> [INPUT FOR THIS TASK]:
# # # # # # #

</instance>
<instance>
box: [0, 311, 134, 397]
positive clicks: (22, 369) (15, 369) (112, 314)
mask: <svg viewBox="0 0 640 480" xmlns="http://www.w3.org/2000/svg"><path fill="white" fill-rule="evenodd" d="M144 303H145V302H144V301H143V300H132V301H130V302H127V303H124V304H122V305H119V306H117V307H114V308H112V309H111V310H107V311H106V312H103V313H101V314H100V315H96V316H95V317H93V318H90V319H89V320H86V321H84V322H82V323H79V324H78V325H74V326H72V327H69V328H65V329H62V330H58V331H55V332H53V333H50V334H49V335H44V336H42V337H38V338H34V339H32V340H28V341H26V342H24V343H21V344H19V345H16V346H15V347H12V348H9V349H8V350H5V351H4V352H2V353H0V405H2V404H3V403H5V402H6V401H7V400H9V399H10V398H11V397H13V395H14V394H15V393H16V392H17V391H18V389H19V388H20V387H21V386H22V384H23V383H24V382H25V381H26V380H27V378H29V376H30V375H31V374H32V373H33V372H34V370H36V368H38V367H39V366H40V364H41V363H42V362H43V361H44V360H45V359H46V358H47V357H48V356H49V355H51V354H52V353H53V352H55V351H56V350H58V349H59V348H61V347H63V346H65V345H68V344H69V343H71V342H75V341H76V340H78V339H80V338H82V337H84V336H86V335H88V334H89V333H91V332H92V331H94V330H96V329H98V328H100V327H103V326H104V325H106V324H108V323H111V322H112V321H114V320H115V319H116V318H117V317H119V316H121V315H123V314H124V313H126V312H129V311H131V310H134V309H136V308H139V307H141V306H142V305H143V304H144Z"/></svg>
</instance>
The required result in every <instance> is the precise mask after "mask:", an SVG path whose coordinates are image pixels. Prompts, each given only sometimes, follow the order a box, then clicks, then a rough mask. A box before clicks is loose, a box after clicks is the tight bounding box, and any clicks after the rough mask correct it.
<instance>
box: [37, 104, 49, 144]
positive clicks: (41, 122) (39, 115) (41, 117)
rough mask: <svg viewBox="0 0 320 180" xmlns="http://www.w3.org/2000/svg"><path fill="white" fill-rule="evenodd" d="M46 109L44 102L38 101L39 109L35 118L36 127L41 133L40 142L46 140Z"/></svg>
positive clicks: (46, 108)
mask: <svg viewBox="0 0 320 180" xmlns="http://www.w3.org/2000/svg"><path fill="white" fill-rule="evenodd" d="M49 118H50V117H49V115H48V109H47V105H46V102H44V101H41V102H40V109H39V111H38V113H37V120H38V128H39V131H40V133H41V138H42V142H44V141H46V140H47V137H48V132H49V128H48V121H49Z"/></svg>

# # # # # # #

> [WORK REQUEST]:
Above are the entries; copy every line among them that contains the word "rough".

> [SOLUTION TO THE EXERCISE]:
The required result in every <instance> is the precise mask after "mask:", an SVG path whose coordinates are image pixels. Prompts, each given only sometimes, follow the order a box, then clicks, then a rough mask. A box before clicks is loose, a box after clicks is the tight bounding box, and any clicks after the rough mask correct it.
rough mask: <svg viewBox="0 0 320 180" xmlns="http://www.w3.org/2000/svg"><path fill="white" fill-rule="evenodd" d="M46 109L44 102L38 101L39 109L35 118L36 127L41 133L40 142L46 140Z"/></svg>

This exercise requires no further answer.